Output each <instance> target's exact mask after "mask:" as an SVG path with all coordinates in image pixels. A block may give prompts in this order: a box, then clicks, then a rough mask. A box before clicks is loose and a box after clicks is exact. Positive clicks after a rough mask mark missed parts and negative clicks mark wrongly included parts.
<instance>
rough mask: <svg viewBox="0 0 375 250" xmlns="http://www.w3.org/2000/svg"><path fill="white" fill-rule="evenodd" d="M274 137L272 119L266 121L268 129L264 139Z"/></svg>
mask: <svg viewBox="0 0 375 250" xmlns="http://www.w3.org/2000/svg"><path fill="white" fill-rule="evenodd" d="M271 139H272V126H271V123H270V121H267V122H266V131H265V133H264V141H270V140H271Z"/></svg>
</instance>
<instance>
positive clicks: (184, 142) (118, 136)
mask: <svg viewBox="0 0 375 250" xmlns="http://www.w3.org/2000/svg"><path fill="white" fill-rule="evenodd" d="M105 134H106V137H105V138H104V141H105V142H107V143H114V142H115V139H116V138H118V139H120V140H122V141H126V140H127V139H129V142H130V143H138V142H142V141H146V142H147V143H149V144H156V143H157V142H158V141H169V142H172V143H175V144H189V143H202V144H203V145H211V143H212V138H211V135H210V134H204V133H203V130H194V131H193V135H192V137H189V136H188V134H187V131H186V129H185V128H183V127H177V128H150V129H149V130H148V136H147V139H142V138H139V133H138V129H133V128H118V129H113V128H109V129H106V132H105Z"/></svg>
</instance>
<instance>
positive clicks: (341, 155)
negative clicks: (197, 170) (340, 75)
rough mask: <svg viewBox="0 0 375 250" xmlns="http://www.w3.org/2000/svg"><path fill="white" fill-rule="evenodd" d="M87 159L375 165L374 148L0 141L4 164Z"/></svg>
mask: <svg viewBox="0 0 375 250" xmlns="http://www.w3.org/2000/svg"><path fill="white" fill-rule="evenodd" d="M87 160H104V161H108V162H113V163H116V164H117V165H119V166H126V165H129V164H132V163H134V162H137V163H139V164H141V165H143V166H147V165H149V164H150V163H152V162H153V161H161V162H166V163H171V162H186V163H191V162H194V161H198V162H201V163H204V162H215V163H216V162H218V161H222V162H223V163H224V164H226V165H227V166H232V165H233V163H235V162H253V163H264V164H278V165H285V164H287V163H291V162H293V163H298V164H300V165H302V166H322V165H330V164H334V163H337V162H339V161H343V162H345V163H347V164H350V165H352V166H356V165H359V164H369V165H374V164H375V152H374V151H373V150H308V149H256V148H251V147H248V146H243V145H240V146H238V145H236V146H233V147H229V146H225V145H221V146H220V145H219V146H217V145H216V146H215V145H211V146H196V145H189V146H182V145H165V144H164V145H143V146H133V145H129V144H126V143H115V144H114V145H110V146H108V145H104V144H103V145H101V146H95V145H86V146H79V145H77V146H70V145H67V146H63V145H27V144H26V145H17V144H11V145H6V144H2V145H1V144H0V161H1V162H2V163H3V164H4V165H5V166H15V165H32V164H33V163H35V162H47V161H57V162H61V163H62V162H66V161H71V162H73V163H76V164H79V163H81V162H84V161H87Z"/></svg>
----
| Exercise goal |
Please rewrite the listing from its first line through the line containing "137L272 119L266 121L268", changing "clicks" to "points" and leaving everything else as it is.

| Task response |
Output each <instance> target's exact mask after "mask:" as an SVG path with all coordinates in image pixels. A block may give prompts in this order: a box, then points, then a rough mask. A box before points is loose and a box after points is exact. Positive points after a rough mask mark missed parts and negative points mark wrongly included parts.
<instance>
rough mask: <svg viewBox="0 0 375 250" xmlns="http://www.w3.org/2000/svg"><path fill="white" fill-rule="evenodd" d="M274 137L272 119L266 121L268 129L264 139Z"/></svg>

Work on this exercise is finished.